Direction: Convert the material below into a Markdown table with two columns, Row and Line: number each line in Row and put its text in Line. Skip blank lines, and leave the pictures out of the answer.

The input:
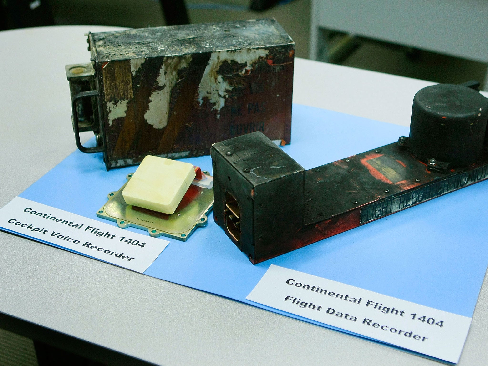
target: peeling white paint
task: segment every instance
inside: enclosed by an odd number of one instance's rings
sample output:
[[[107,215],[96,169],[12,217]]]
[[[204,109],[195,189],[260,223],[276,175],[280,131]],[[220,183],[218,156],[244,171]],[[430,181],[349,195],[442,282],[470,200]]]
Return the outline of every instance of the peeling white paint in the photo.
[[[107,102],[107,111],[108,112],[108,124],[112,125],[112,122],[116,118],[125,117],[127,111],[127,102],[128,101],[124,100],[118,102]]]
[[[178,81],[178,70],[187,67],[191,61],[191,55],[164,59],[157,79],[163,89],[151,94],[149,108],[144,115],[146,122],[155,128],[164,128],[168,124],[171,90]]]
[[[132,73],[132,76],[135,76],[137,70],[141,67],[145,59],[131,59],[130,60],[130,71]]]
[[[232,90],[233,87],[221,75],[218,75],[221,65],[224,62],[230,62],[231,61],[235,61],[239,64],[245,63],[245,66],[239,71],[239,74],[242,75],[249,74],[252,68],[252,64],[259,58],[265,57],[268,52],[268,50],[265,49],[246,48],[212,53],[198,86],[198,101],[200,105],[203,102],[203,98],[206,97],[214,104],[212,109],[217,110],[219,112],[217,118],[219,118],[220,110],[225,104],[225,99],[228,96],[228,92]]]

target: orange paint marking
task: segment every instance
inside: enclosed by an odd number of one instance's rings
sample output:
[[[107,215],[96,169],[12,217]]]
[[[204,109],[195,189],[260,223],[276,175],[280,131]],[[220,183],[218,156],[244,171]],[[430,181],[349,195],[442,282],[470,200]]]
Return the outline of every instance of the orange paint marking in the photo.
[[[381,181],[382,182],[385,183],[387,183],[389,184],[392,184],[393,182],[391,182],[391,181],[380,173],[380,172],[373,168],[368,163],[367,163],[368,160],[371,160],[371,159],[374,159],[375,158],[379,158],[380,156],[383,156],[383,154],[370,154],[368,155],[366,155],[366,158],[361,160],[361,164],[366,166],[367,168],[368,171],[369,172],[369,174],[378,180]]]
[[[405,163],[404,163],[403,162],[401,162],[400,161],[397,160],[397,159],[395,159],[395,161],[396,161],[397,163],[398,163],[399,164],[402,165],[403,167],[404,168],[407,167],[407,165],[405,165]]]

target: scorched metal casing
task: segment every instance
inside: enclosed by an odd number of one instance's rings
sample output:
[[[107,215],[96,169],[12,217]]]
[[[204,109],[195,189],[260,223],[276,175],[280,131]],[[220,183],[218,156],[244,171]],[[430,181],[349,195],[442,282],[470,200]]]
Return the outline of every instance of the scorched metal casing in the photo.
[[[101,146],[77,143],[103,151],[107,170],[148,154],[208,154],[256,131],[290,142],[295,43],[274,19],[90,33],[88,42],[96,91],[72,96],[73,114],[98,99]],[[70,85],[70,70],[83,66],[66,67]]]

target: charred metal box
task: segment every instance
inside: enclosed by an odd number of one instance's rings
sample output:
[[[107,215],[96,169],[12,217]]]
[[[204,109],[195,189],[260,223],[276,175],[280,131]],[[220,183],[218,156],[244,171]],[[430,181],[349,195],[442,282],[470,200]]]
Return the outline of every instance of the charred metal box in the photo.
[[[214,219],[252,262],[282,254],[276,243],[303,225],[305,170],[259,131],[216,143],[211,155]]]
[[[77,144],[107,169],[208,155],[253,131],[290,142],[295,43],[274,19],[89,33],[68,65]],[[79,133],[93,130],[95,147]]]
[[[256,264],[488,179],[479,86],[424,88],[409,136],[306,171],[261,132],[215,144],[215,221]]]

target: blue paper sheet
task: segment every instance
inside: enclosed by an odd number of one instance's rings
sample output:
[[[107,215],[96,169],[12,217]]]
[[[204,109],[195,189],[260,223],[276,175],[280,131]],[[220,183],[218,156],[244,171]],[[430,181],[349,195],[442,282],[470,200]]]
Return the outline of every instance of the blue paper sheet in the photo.
[[[408,134],[407,127],[297,104],[292,126],[283,149],[305,169]],[[212,171],[209,156],[183,161]],[[107,172],[101,154],[76,151],[20,197],[108,223],[97,210],[135,169]],[[313,323],[245,297],[272,264],[470,317],[488,265],[487,188],[478,183],[256,265],[210,214],[186,242],[170,240],[144,273]]]

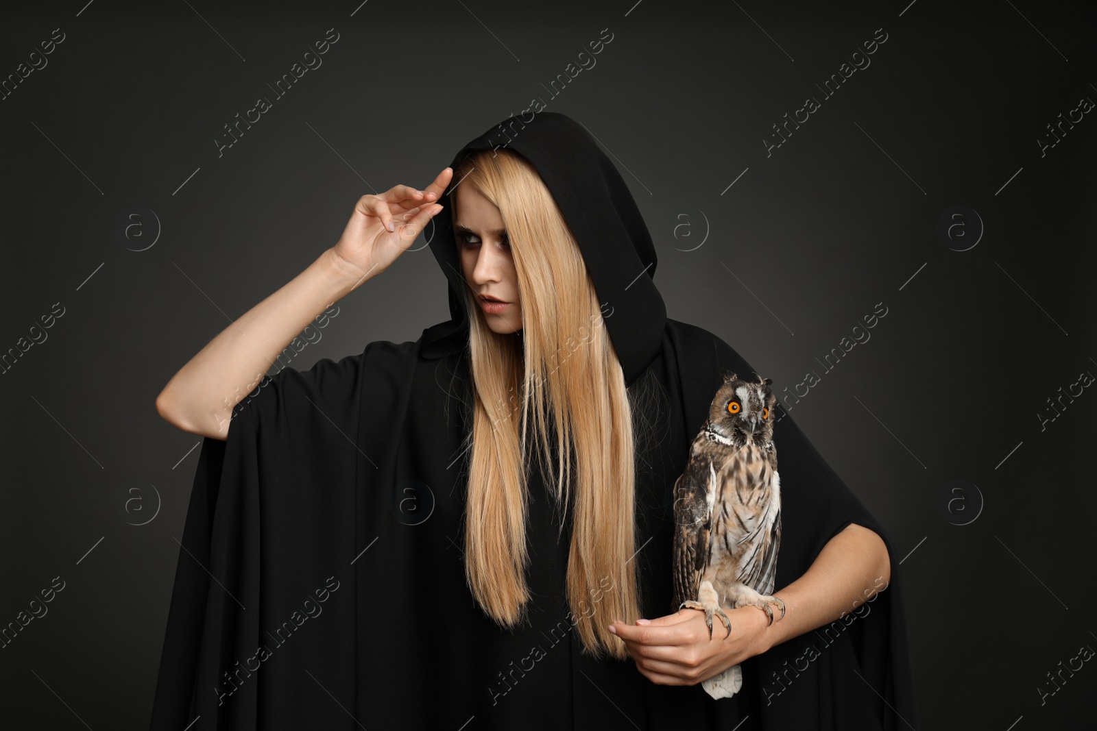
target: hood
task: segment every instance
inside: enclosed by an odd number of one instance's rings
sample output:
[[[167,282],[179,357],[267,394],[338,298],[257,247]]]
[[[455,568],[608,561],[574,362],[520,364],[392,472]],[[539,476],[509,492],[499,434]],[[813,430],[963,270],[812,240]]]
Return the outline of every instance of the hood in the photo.
[[[667,310],[656,288],[655,244],[632,193],[598,142],[578,122],[558,112],[512,116],[465,145],[450,165],[470,152],[507,148],[525,158],[556,199],[579,243],[598,301],[607,312],[610,342],[631,385],[659,352]],[[423,331],[420,353],[438,358],[463,350],[468,312],[461,289],[461,262],[453,233],[450,192],[434,216],[434,252],[450,287],[450,321]],[[606,309],[604,305],[612,309]]]

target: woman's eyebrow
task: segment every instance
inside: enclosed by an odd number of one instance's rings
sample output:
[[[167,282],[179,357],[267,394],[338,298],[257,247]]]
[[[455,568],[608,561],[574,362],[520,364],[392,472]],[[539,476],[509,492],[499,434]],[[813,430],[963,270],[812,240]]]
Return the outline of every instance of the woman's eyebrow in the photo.
[[[459,231],[468,231],[470,233],[475,233],[476,232],[473,229],[471,229],[467,226],[465,226],[464,224],[454,224],[453,228],[457,229]],[[494,231],[488,231],[488,233],[491,233],[493,236],[502,236],[506,232],[507,232],[507,229],[505,229],[505,228],[497,228]]]

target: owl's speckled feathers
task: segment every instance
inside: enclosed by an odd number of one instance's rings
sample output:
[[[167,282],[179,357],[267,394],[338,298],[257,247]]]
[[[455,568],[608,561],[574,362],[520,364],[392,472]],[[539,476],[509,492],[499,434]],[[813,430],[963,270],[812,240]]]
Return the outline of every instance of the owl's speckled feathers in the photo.
[[[686,470],[675,482],[675,609],[703,609],[712,632],[716,615],[731,635],[721,606],[755,605],[773,621],[773,591],[781,542],[781,480],[773,445],[777,397],[770,379],[724,375],[709,419],[693,439]],[[738,665],[702,683],[714,698],[736,694]]]

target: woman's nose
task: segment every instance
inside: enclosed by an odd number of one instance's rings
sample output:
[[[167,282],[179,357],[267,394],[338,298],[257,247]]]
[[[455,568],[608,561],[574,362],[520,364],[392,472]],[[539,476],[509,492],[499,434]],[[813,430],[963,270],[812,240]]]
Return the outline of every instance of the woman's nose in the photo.
[[[500,255],[488,251],[490,247],[482,245],[476,254],[476,266],[473,267],[473,277],[477,283],[498,282],[501,266]]]

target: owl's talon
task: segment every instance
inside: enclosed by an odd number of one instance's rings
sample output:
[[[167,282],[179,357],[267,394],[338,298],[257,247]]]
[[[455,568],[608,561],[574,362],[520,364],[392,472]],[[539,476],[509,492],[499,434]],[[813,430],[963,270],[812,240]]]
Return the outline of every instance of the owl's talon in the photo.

Reply to the exercise:
| Row | Line |
|---|---|
| 1 | target: peeling white paint |
| 2 | task: segment every instance |
| 3 | inside: enclosed by an odd number of one instance's rings |
| 4 | sample output: |
| 5 | [[[107,215],[96,169],[12,217]]] |
| 6 | [[[204,109],[195,189],[260,223],[276,175],[280,131]],[[220,183],[218,156],[244,171]],[[430,181],[349,195],[442,282],[470,200]]] |
| 7 | Return the outline of every instance of the peeling white paint in the photo. |
| 8 | [[[107,102],[107,111],[108,112],[108,124],[112,125],[112,122],[116,118],[125,117],[127,111],[127,102],[128,101],[124,100],[118,102]]] |
| 9 | [[[178,81],[178,70],[187,67],[191,61],[191,55],[164,59],[157,79],[163,89],[151,94],[149,108],[144,115],[146,122],[155,128],[164,128],[168,124],[171,90]]] |
| 10 | [[[132,73],[132,76],[135,76],[137,70],[141,67],[145,59],[131,59],[130,60],[130,71]]] |
| 11 | [[[232,90],[233,87],[221,75],[218,75],[221,65],[224,62],[230,62],[231,61],[235,61],[239,64],[245,63],[245,66],[239,71],[239,74],[242,75],[249,74],[252,68],[252,64],[259,58],[265,57],[268,52],[268,50],[265,49],[246,48],[212,53],[198,86],[198,101],[200,105],[203,102],[203,98],[206,97],[214,104],[212,109],[217,110],[219,112],[217,118],[219,118],[220,110],[225,104],[225,99],[228,96],[228,92]]] |
| 12 | target: orange paint marking |
| 13 | task: segment every instance |
| 14 | inside: enclosed by an odd number of one instance's rings |
| 15 | sample output: |
| 16 | [[[107,215],[96,169],[12,217]]] |
| 17 | [[[204,109],[195,189],[260,223],[276,175],[280,131]],[[220,183],[218,156],[244,171]],[[430,181],[349,195],[442,282],[470,200]]] |
| 18 | Return the outline of every instance of the orange paint marking in the photo. |
| 19 | [[[381,181],[382,182],[385,183],[387,183],[389,184],[392,184],[393,182],[391,182],[391,181],[380,173],[380,172],[373,168],[368,163],[367,163],[368,160],[371,160],[371,159],[374,159],[375,158],[379,158],[380,156],[383,156],[383,154],[370,154],[368,155],[366,155],[366,158],[361,160],[361,164],[366,166],[367,168],[368,171],[369,172],[369,174],[378,180]]] |
| 20 | [[[405,163],[404,163],[403,162],[401,162],[400,161],[397,160],[397,159],[395,159],[395,161],[396,161],[397,163],[398,163],[399,164],[402,165],[403,167],[404,168],[407,167],[407,165],[405,165]]] |
| 21 | target: scorched metal casing |
| 22 | task: segment every instance |
| 23 | inside: enclosed by an odd number of one instance's rings |
| 24 | sample output: |
| 25 | [[[107,215],[96,169],[12,217]]] |
| 26 | [[[204,109],[195,189],[260,223],[276,175],[280,131]],[[220,183],[218,156],[244,171]],[[430,181],[349,195],[442,282],[470,200]]] |
| 27 | Return the outline of every instance of the scorched metal casing in the photo. |
| 28 | [[[101,146],[77,143],[103,151],[107,170],[148,154],[208,154],[256,131],[290,142],[295,43],[274,19],[90,33],[88,42],[96,91],[72,96],[73,114],[98,99]],[[70,85],[70,70],[83,66],[66,67]]] |
| 29 | target: charred metal box |
| 30 | task: segment every instance |
| 31 | inside: enclosed by an odd number of one instance's rings |
| 32 | sample output: |
| 33 | [[[107,215],[96,169],[12,217]]] |
| 34 | [[[204,109],[195,189],[260,223],[276,175],[280,131]],[[220,183],[218,156],[244,171]],[[430,181],[349,195],[442,282],[470,200]]] |
| 35 | Return the outline of every instance of the charred metal box in the photo. |
| 36 | [[[214,219],[252,262],[282,254],[276,243],[303,225],[305,170],[259,131],[216,143],[211,155]]] |
| 37 | [[[77,144],[107,169],[208,155],[253,131],[290,142],[295,43],[274,19],[89,33],[68,65]],[[79,133],[93,130],[95,147]]] |
| 38 | [[[256,264],[488,179],[479,86],[424,88],[409,136],[306,171],[261,132],[215,144],[215,221]]] |
| 39 | target: blue paper sheet |
| 40 | task: segment every instance |
| 41 | inside: enclosed by an odd number of one instance's rings |
| 42 | sample output: |
| 43 | [[[107,215],[96,169],[12,217]]] |
| 44 | [[[204,109],[195,189],[260,223],[276,175],[280,131]],[[220,183],[218,156],[244,171]],[[430,181],[349,195],[442,282],[470,200]]] |
| 45 | Return the outline of every instance of the blue paper sheet in the photo. |
| 46 | [[[408,134],[407,127],[297,104],[292,126],[283,149],[305,169]],[[212,171],[209,156],[183,161]],[[107,172],[101,154],[76,151],[20,197],[108,223],[97,210],[135,169]],[[313,323],[245,297],[272,264],[470,317],[488,265],[487,188],[478,183],[256,265],[210,214],[186,242],[170,240],[144,273]]] |
| 47 | target: hood |
| 48 | task: segment every instance |
| 49 | inside: enclosed by an odd number of one instance's rings |
| 50 | sample output: |
| 51 | [[[167,282],[179,357],[267,394],[338,298],[257,247]]] |
| 52 | [[[455,568],[608,561],[574,362],[520,364],[392,472]],[[539,476],[509,492],[499,434]],[[813,430],[963,270],[812,240]]] |
| 53 | Return the outline of every instance of the hood in the photo. |
| 54 | [[[667,310],[656,288],[655,244],[632,193],[598,142],[578,122],[558,112],[512,116],[465,145],[450,165],[470,152],[507,148],[525,158],[556,199],[579,243],[598,301],[607,312],[610,342],[631,385],[659,352]],[[423,331],[420,353],[438,358],[463,350],[468,312],[461,289],[461,262],[453,233],[450,192],[434,216],[434,252],[450,287],[450,321]],[[606,309],[604,305],[612,309]]] |
| 55 | target: woman's eyebrow |
| 56 | task: segment every instance |
| 57 | inside: enclosed by an odd number of one instance's rings |
| 58 | sample output: |
| 59 | [[[167,282],[179,357],[267,394],[338,298],[257,247]]] |
| 60 | [[[455,568],[608,561],[574,362],[520,364],[392,472]],[[539,476],[509,492],[499,434]],[[813,430],[963,270],[812,240]]] |
| 61 | Return the outline of every instance of the woman's eyebrow in the photo. |
| 62 | [[[459,231],[468,231],[470,233],[475,233],[476,232],[473,229],[471,229],[467,226],[465,226],[464,224],[454,224],[453,228],[457,229]],[[494,231],[488,231],[488,233],[491,233],[493,236],[502,236],[506,232],[507,232],[507,229],[505,229],[505,228],[497,228]]] |
| 63 | target: owl's speckled feathers |
| 64 | task: segment every instance |
| 65 | inside: enclosed by an odd number of one instance's rings |
| 66 | sample output: |
| 67 | [[[167,282],[179,357],[267,394],[338,298],[257,247]]] |
| 68 | [[[455,568],[608,561],[574,362],[520,364],[392,472]],[[539,476],[509,492],[499,434]],[[813,430],[963,270],[812,240]]] |
| 69 | Return the outline of every instance of the owl's speckled feathers in the photo. |
| 70 | [[[686,470],[675,482],[675,609],[703,609],[712,632],[716,615],[731,635],[721,606],[755,605],[773,621],[773,591],[781,542],[781,480],[773,445],[777,397],[770,379],[724,375],[709,419],[693,439]],[[738,665],[702,683],[714,698],[736,694]]] |
| 71 | target: woman's nose |
| 72 | task: segment every instance |
| 73 | inside: enclosed by an odd number of one instance's rings |
| 74 | sample output: |
| 75 | [[[167,282],[179,357],[267,394],[338,298],[257,247]]] |
| 76 | [[[455,568],[608,561],[574,362],[520,364],[392,472]],[[539,476],[509,492],[499,434]],[[813,430],[963,270],[812,240]]] |
| 77 | Return the outline of every instance of the woman's nose in the photo. |
| 78 | [[[500,255],[488,251],[490,247],[482,245],[476,254],[476,266],[473,267],[473,277],[477,283],[498,282],[501,266]]] |
| 79 | target: owl's talon |
| 80 | task: segment every instance |
| 81 | inside: enclosed by an odd number of one instance's rings |
| 82 | sample output: |
| 83 | [[[167,282],[179,357],[267,394],[338,298],[257,247]]] |
| 84 | [[[455,568],[608,561],[574,362],[520,364],[392,472]],[[539,476],[509,492],[499,434]],[[813,430],[963,270],[812,240]]] |
| 85 | Return the outline of every instance of the owl's talon in the photo. |